** Source material **
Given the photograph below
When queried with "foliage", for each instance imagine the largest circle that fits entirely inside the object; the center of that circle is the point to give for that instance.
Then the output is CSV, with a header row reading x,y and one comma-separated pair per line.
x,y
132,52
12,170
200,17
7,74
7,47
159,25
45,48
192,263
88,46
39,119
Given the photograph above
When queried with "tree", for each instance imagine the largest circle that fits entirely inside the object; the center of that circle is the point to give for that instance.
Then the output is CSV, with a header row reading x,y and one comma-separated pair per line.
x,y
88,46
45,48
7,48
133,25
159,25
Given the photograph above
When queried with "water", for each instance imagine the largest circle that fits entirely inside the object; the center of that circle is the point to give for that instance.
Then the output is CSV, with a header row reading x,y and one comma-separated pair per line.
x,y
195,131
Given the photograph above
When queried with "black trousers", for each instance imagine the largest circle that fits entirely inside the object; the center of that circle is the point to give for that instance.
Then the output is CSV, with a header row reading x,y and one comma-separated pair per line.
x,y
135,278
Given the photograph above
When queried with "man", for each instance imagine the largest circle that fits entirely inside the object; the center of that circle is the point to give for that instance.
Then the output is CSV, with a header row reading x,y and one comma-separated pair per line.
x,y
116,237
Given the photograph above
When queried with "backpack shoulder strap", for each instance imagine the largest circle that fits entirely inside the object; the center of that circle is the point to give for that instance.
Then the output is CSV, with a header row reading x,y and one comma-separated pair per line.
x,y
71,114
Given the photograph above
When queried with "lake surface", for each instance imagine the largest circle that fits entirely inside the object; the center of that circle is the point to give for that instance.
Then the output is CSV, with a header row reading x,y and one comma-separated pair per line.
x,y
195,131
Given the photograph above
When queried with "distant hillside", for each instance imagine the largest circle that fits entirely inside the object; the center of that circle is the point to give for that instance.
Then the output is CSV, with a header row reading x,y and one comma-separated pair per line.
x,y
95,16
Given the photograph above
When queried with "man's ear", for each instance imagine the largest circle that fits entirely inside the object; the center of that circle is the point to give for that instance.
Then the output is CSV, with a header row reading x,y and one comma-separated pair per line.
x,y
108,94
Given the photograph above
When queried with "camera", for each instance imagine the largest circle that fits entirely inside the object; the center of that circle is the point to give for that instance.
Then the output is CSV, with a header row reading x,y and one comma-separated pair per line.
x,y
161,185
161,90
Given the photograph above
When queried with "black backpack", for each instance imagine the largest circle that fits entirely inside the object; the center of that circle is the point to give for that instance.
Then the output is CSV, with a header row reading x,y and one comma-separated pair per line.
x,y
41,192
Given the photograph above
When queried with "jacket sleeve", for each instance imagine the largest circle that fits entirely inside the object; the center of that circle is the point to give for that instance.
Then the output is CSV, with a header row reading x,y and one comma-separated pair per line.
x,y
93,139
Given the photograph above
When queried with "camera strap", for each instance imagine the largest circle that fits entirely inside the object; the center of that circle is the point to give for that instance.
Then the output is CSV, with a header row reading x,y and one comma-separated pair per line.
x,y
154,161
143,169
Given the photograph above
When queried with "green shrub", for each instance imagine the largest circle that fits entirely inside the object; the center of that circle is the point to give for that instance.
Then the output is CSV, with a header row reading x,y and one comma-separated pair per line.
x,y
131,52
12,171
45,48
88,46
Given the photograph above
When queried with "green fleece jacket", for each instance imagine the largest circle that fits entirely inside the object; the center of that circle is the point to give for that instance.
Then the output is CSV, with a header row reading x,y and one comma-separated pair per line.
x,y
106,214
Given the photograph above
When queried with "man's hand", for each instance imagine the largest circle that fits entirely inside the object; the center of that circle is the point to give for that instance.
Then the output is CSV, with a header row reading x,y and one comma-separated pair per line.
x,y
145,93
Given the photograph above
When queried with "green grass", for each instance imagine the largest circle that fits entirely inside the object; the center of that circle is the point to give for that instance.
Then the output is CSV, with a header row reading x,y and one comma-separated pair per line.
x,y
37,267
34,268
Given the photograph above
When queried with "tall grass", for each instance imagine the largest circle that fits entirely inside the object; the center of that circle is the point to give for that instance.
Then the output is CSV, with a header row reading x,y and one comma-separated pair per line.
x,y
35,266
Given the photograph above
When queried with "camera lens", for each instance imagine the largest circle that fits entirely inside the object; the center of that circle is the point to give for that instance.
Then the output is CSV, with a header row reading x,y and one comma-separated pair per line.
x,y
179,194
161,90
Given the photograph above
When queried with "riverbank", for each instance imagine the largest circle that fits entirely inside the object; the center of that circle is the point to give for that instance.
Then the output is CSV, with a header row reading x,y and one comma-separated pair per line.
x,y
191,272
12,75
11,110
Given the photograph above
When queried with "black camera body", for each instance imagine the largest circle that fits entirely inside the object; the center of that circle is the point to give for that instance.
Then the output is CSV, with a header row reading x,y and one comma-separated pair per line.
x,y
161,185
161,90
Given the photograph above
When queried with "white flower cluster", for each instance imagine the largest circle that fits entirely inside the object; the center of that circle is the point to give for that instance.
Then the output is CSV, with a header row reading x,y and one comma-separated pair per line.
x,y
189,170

** What is expected **
Show every line of the material that contains the word "jacket", treating case as significant.

** Full response **
When queried with "jacket sleeve", for each instance imagine the largest circle that fits entirely inside the object; the center of that circle is the point to give for that instance.
When queried with "green fleece jacket", for each instance imagine the largest circle that fits entirely inside the object; the center of that circle is the point to give for that instance.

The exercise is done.